Material provided:

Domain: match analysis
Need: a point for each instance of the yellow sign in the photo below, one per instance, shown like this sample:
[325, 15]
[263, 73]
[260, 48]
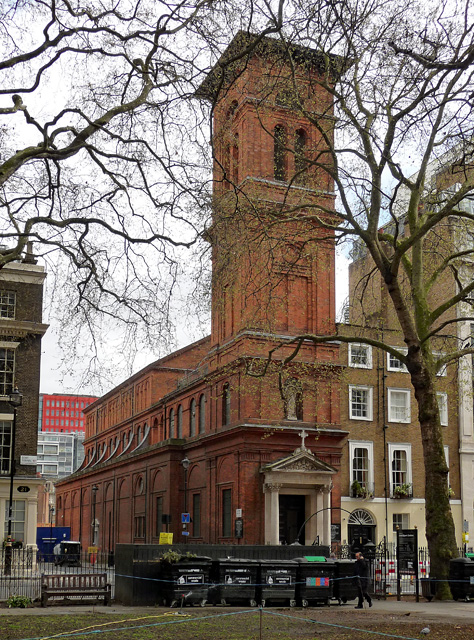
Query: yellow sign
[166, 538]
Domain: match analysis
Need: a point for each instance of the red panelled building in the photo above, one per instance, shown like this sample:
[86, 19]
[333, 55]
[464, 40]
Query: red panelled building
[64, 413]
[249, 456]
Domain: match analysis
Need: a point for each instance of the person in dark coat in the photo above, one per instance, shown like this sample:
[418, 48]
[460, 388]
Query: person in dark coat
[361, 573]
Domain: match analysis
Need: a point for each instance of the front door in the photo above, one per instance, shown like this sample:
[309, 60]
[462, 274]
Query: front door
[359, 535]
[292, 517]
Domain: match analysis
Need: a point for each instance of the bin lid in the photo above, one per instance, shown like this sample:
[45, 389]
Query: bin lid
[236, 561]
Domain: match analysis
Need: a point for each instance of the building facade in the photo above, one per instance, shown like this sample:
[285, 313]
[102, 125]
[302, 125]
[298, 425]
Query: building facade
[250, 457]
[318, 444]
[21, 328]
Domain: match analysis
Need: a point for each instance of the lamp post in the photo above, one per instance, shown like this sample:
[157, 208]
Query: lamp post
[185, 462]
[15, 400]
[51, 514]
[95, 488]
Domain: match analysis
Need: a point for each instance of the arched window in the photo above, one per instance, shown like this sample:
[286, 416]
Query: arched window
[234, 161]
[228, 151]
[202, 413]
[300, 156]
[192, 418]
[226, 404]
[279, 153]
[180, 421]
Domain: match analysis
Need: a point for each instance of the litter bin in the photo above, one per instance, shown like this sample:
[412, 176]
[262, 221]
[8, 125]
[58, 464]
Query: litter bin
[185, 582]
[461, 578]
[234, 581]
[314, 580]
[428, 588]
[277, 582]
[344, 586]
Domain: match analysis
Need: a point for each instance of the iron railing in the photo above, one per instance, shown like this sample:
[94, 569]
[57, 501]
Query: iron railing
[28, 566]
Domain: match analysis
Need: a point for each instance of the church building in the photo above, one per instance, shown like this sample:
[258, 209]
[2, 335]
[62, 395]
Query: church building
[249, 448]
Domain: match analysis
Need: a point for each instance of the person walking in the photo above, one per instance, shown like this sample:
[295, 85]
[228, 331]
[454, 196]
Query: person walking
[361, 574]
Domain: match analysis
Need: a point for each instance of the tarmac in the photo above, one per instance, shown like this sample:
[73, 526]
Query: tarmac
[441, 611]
...
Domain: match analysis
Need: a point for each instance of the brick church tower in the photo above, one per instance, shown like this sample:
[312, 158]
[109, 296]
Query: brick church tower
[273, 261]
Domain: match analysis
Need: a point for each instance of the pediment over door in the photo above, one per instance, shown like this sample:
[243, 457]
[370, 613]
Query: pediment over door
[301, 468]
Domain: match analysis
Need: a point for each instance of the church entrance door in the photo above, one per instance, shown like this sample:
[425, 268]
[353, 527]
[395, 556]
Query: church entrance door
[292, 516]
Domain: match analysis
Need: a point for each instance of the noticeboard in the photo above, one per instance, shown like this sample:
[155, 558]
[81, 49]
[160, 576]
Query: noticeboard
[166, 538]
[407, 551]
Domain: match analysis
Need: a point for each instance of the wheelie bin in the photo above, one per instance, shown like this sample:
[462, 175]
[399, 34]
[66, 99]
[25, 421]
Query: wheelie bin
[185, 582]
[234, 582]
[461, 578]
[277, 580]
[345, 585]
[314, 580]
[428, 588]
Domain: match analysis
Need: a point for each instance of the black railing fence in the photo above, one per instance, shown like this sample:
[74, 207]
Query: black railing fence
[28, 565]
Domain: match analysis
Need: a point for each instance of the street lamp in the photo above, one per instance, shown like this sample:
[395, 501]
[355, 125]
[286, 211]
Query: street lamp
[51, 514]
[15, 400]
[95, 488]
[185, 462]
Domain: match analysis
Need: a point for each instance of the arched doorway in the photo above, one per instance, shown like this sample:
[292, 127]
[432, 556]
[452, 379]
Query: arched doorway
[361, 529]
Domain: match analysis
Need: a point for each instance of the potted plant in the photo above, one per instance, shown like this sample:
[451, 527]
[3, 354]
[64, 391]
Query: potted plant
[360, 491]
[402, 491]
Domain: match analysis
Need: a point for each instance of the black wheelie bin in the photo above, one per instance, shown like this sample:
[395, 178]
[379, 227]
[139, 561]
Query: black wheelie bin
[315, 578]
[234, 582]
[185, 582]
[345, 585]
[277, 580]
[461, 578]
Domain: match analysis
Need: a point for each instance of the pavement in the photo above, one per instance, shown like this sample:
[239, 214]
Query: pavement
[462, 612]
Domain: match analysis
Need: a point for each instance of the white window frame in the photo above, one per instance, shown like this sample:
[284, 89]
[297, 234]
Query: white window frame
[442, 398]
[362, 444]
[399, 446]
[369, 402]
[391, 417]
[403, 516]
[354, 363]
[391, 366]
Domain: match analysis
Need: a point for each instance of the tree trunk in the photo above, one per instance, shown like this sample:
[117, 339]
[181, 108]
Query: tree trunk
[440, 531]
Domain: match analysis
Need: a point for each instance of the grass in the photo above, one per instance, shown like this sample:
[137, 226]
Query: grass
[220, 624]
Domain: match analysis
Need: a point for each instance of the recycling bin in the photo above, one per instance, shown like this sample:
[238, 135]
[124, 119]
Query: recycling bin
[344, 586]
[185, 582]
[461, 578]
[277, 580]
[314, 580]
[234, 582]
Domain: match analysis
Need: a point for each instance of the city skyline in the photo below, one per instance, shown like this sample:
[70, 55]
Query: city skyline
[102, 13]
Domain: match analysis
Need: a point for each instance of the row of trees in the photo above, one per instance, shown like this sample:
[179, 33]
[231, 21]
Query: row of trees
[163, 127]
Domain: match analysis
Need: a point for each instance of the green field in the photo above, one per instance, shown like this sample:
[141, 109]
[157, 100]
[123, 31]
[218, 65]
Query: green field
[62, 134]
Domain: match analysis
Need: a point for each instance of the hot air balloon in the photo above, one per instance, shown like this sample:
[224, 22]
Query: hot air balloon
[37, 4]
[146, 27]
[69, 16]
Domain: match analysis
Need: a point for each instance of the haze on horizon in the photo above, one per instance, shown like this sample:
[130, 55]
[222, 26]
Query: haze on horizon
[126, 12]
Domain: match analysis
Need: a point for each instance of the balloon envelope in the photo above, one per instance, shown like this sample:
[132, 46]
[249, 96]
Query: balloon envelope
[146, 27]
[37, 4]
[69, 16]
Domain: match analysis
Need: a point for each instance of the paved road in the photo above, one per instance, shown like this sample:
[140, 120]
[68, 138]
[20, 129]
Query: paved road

Work to complete:
The task calls for all lines in the entries that hold "road".

Your solution:
Need: a point for each instance of the paved road in the photo above, one per instance, shown like this sample:
Query: paved road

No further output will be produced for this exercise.